WHAT YOU SHOULD DO: Drop the images, then output the listing exactly.
*** Begin section ***
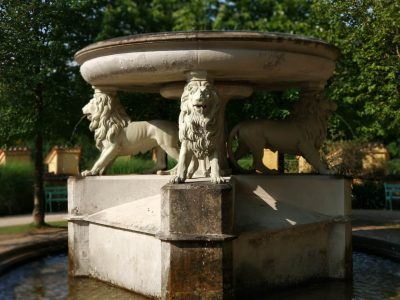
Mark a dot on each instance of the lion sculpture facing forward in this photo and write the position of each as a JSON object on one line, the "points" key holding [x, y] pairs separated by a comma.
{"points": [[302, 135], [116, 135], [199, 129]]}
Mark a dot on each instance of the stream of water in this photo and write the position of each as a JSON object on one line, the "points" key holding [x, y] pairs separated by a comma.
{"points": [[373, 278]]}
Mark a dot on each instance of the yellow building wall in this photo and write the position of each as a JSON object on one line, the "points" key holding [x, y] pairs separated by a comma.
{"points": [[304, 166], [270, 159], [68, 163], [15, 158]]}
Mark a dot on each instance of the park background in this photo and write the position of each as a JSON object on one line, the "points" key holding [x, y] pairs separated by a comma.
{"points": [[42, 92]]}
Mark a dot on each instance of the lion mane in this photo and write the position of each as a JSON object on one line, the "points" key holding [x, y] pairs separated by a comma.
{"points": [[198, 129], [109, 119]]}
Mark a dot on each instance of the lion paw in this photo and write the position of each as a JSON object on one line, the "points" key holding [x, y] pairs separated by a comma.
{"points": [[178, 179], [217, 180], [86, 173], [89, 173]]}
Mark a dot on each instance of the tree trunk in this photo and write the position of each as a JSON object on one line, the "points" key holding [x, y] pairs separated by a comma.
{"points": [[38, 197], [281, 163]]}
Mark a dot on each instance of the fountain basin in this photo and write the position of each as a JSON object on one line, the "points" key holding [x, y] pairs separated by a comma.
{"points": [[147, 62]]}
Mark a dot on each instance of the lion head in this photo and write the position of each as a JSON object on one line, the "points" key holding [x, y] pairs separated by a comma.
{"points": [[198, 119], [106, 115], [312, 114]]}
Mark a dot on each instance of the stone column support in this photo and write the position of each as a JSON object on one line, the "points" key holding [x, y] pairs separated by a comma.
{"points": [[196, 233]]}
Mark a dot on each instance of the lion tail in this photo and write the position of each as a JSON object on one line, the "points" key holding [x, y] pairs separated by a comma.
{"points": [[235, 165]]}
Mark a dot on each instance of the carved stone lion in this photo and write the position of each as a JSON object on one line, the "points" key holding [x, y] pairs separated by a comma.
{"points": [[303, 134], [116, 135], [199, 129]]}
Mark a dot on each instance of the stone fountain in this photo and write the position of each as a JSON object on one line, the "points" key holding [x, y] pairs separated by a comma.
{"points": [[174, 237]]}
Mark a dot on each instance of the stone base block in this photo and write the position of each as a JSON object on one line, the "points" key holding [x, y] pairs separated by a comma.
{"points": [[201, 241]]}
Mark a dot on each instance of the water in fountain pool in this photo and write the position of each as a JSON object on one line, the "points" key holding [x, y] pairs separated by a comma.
*** End section ***
ANSWER TO THE PROBLEM:
Mark a dot on each instance of the lion sculpture facing forward in this photo and write the position of each as a JSON object on one line, the "points" key holding [x, y] pairs separated by a comma.
{"points": [[302, 135], [116, 135], [199, 129]]}
Mark a dot on each instance of the stream of water in this photo and write the position of each as a JSON object on one line, the "points" key holding [x, y] pairs separated by a comma.
{"points": [[373, 278]]}
Mark a dot on each instance of the yellow building wall in this photo and write the position of each as a JSON object on one line, the "points" key holding [x, y] pairs separated by a comma.
{"points": [[304, 166], [270, 159], [68, 163], [15, 158]]}
Mark a dot on each instance of the park background in this photo and write the position of each as a JSON object on one line, the "points" key holding [x, y] pairs separated by a comma.
{"points": [[42, 92]]}
Mark a dot on each instance of the lion mane in this photo and write the position of each as a JSON object on one line, the "points" key holding [x, y] pairs separated by a comma.
{"points": [[198, 129], [109, 119]]}
Mark a dot on each instance of the lion paw in this photo and write the position of each as a JSON object on one line, the "points" key holding [x, y] pairs separated by a comma.
{"points": [[178, 179], [217, 180], [86, 173], [89, 173]]}
Mark a dot on each instance of the tree trunk in this photo and write the position of each as a JSON object on one line, the "points" key holding [x, y] pairs separated by a comma.
{"points": [[38, 197], [281, 163]]}
Mark a dot on each instance of the fountain basin in this photo and write the position of each as a JSON object on one line, the "points" key holding [x, y] pairs separated by a comma.
{"points": [[147, 62]]}
Mark a dot on each instance of the lion head in this photo and write the position of each as a JSON object on one line, the "points" key holding [x, y] pairs separated by a comma.
{"points": [[198, 119], [106, 115], [312, 114]]}
Mark a dot on each instance of the stone column support in this photo and write the position of each as a JSON object on one line, the "points" key holding [x, y] pairs separated by a comma.
{"points": [[196, 233]]}
Mark a dot on each instance of the lion tail in this photo and write the position of each as a JSON object on one line, the "points" key holding [x, y] pairs separated by a comma.
{"points": [[235, 165]]}
Mark a dot on each instance of the carved stone lion in this photo and write the position of each as a JSON object on one line, the "points" key holding [x, y] pairs separated by a comma.
{"points": [[303, 134], [116, 135], [199, 129]]}
Mark a dot on each instance of the stone fountain in this photo and write the position of each as a JSON object on one line, the "points" key holding [x, y] pairs separated by a comma.
{"points": [[174, 237]]}
Mark a dot on each instance of the stone base block in this photo and write the position of each as a JSON object on one line, the "points" key holding [x, y] pairs separated by a comma.
{"points": [[201, 241]]}
Mark a dot on each instance of the water in fountain pool in this photo and write the position of each as a JSON object on one line, the "points" key holding [x, y] pairs separated by a comma.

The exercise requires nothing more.